Work task> Restate the data exactly, with nothing altered.

Information shown>
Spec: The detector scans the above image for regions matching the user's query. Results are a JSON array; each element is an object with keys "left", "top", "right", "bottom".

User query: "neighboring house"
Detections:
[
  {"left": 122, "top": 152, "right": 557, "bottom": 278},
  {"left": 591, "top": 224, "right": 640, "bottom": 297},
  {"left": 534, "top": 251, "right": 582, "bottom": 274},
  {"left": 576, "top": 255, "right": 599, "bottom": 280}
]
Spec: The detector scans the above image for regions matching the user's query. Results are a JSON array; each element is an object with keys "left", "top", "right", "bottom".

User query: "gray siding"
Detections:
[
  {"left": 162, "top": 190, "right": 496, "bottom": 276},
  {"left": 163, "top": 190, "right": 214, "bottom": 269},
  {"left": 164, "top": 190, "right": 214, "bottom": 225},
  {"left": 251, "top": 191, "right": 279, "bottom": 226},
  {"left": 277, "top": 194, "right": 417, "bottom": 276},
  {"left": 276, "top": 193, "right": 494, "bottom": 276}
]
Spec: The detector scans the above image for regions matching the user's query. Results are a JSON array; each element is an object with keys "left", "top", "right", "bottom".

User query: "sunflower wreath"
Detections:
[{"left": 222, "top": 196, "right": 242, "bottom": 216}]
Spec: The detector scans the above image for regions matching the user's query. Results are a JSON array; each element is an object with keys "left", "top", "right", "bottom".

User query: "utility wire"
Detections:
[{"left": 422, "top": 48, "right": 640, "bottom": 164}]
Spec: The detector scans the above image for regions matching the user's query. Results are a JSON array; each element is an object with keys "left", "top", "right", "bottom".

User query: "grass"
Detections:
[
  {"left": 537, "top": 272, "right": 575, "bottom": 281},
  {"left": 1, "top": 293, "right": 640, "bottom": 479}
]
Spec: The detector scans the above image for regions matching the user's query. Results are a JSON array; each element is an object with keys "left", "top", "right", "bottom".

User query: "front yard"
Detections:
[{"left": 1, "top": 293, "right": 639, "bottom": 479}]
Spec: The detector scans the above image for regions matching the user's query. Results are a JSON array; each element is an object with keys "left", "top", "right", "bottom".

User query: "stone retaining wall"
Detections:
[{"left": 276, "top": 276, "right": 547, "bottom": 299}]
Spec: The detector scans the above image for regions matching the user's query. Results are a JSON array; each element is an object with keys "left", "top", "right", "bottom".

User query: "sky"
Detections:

Solution>
Spec: The detector scans the above image for regions matching the user's query. Results are a JSON array; each element is an object with keys "left", "top", "right", "bottom".

User query: "neighboring house"
Detections:
[
  {"left": 122, "top": 152, "right": 557, "bottom": 278},
  {"left": 591, "top": 224, "right": 640, "bottom": 297},
  {"left": 534, "top": 251, "right": 582, "bottom": 274},
  {"left": 576, "top": 255, "right": 599, "bottom": 280}
]
Spec: The detector scans the above image for regions matching the user's query. Results are a JSON array; each element is an object with keys "left", "top", "right", "bottom".

User query: "gray siding"
Detections:
[
  {"left": 162, "top": 190, "right": 496, "bottom": 276},
  {"left": 163, "top": 190, "right": 214, "bottom": 269},
  {"left": 164, "top": 190, "right": 214, "bottom": 225},
  {"left": 251, "top": 191, "right": 279, "bottom": 226},
  {"left": 277, "top": 194, "right": 417, "bottom": 276},
  {"left": 276, "top": 193, "right": 494, "bottom": 276}
]
Spec: The detector scans the above image for regions matching the user's query. Results are a JSON array; each element is an object with keys "left", "top", "right", "bottom".

User query: "sunflower wreath"
Detections:
[{"left": 222, "top": 196, "right": 242, "bottom": 216}]
Spec: The detector scans the above image for regions matching the user's query. Results are a JSON array; each element is an object with keys "left", "top", "right", "bottom".

User query: "utility wire"
Detections:
[{"left": 422, "top": 48, "right": 640, "bottom": 164}]
Spec: The detector scans the above image for regions matching the user's query. Results are a JSON array; each element is an object with keys "left", "top", "right", "bottom".

User query: "grass"
Detections:
[
  {"left": 537, "top": 272, "right": 575, "bottom": 281},
  {"left": 1, "top": 293, "right": 640, "bottom": 479}
]
Spec: The detector scans the above image for regions matching the user's query. Results are a JSON array; each element is an object with keys "left", "top", "right", "bottom".

User query: "front yard"
Detections:
[{"left": 1, "top": 293, "right": 639, "bottom": 479}]
Spec: The detector scans the above image for regions matching the user's query. Results are a JSON array; each element is an object with keys "left", "top", "right", "bottom".

User query: "stone retaining wall"
Detections:
[{"left": 276, "top": 276, "right": 547, "bottom": 299}]
Spec: The detector scans the above image for regions matching the user's query. Results are a JSON array; each element is an object with keys "left", "top", "right", "bottom".

User query: "sky"
Detections:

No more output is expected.